## Aufgabe
Kannst du aus dem Auszug über den Gütschkopf die Passage, die bei "Oberwolfach - Noch" beginnt und bei "das MFO entstünde." endet, wortgetreu kopieren?

## Vorliegender Auszug

=-=-=-=-=

Dies ist eines der Plakate mithilfe derer die Windkraftgegner auf dem Gütschkopf vor Windrädern warnen. Foto: Abwasserverein

Debatte um den Gütschkopf nimmt weiter an Fahrt auf. Abwasserverein, Mathematiker, BUND und Nabu üben Kritik.

Oberwolfach - Noch hat das Regierungspräsidium (RP) Freiburg bezüglich des Gütschkopfs keine Stellung bezogen. Verbände üben nun Druck aufs RP aus, den Standort als Balz-, Brut- und Aufzuchtgebiet des Auerwilds einzustufen. Doch auch Oberwolfachs Forscher setzen sich dafür ein.

Während Bürgermeister Matthias Bauernfeind am Dienstagvormittag die Internationalität des Mathematischen Forschungsinstituts (MFO) lobte (wir haben berichtet), sprachen die Wissenschaftler zum Schluss etwas ganz anderes an: die drei geplanten Windkraftanlagen auf dem Gütschkopf.

Dietmar Kröner, der stellvertretende MFO-Direktor fragte den Bürgermeister, ob die Forscher künftig mit Schattenwurf im Hörsaal rechnen müssten. Dies verneinte Bauernfeind, der Abstand zum Forschungsinstitut würde auf jeden Fall so groß gewählt, dass kein Schattenwurf für das MFO entstünde.

=-=-=-=-=

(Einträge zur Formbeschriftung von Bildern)
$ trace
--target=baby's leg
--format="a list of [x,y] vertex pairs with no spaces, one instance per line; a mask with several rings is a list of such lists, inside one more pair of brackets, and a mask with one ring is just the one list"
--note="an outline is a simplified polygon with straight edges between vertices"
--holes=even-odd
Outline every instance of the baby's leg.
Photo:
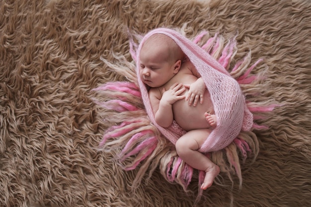
[[219,167],[198,151],[211,131],[205,129],[189,131],[177,140],[175,146],[178,156],[185,162],[205,172],[205,178],[201,186],[203,190],[211,187],[220,172]]
[[211,127],[215,128],[217,126],[217,118],[215,114],[210,114],[209,113],[205,112],[204,116],[206,118],[206,121],[210,124]]

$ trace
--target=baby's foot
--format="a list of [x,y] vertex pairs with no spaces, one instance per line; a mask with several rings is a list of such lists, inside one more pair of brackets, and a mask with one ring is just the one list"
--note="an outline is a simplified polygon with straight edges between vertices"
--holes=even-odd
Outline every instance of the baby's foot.
[[210,114],[209,113],[205,112],[204,114],[206,121],[209,123],[211,127],[215,128],[217,126],[217,118],[215,114]]
[[215,164],[213,166],[207,168],[205,170],[205,178],[204,178],[203,183],[201,186],[201,189],[206,190],[208,188],[210,187],[213,184],[214,180],[218,175],[220,172],[220,169],[219,167]]

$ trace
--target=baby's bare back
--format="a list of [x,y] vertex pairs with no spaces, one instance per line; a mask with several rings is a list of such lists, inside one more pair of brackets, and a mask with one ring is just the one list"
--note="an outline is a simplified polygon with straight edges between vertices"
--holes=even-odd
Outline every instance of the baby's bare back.
[[[171,84],[178,82],[184,84],[190,84],[195,82],[198,78],[190,74],[185,74],[182,71],[178,72],[174,76],[170,82]],[[188,90],[186,89],[184,94],[186,94]],[[184,130],[198,129],[207,129],[211,126],[206,121],[204,113],[206,112],[214,114],[214,107],[210,93],[205,90],[203,97],[203,103],[198,102],[196,106],[189,106],[189,102],[185,99],[176,101],[172,105],[174,119],[176,122]]]

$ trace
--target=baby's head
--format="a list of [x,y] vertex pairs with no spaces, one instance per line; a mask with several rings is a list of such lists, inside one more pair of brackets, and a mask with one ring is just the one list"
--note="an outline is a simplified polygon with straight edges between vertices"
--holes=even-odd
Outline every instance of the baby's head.
[[183,52],[171,38],[162,34],[152,35],[140,51],[140,77],[151,87],[161,86],[178,72],[184,58]]
[[165,61],[174,64],[178,60],[182,61],[184,54],[179,46],[171,38],[163,34],[155,34],[150,36],[144,43],[141,54],[152,51],[157,55],[159,61]]

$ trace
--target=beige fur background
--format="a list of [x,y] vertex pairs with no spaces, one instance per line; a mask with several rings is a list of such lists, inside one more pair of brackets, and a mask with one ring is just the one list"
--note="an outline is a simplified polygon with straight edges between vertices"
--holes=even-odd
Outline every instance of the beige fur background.
[[[272,1],[272,2],[270,2]],[[140,33],[185,26],[238,34],[237,60],[263,62],[251,100],[283,104],[255,131],[256,161],[238,189],[204,192],[198,207],[309,207],[311,203],[311,3],[308,0],[0,1],[0,207],[190,207],[185,193],[156,171],[136,192],[136,170],[96,149],[109,126],[91,89],[122,80],[100,60],[131,60],[126,28]],[[233,176],[234,177],[234,176]]]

=-=-=-=-=

## Fertige Antwort
Oberwolfach - Noch hat das Regierungspräsidium (RP) Freiburg bezüglich des Gütschkopfs keine Stellung bezogen. Verbände üben nun Druck aufs RP aus, den Standort als Balz-, Brut- und Aufzuchtgebiet des Auerwilds einzustufen. Doch auch Oberwolfachs Forscher setzen sich dafür ein.

Während Bürgermeister Matthias Bauernfeind am Dienstagvormittag die Internationalität des Mathematischen Forschungsinstituts (MFO) lobte (wir haben berichtet), sprachen die Wissenschaftler zum Schluss etwas ganz anderes an: die drei geplanten Windkraftanlagen auf dem Gütschkopf.

Dietmar Kröner, der stellvertretende MFO-Direktor fragte den Bürgermeister, ob die Forscher künftig mit Schattenwurf im Hörsaal rechnen müssten. Dies verneinte Bauernfeind, der Abstand zum Forschungsinstitut würde auf jeden Fall so groß gewählt, dass kein Schattenwurf für das MFO entstünde.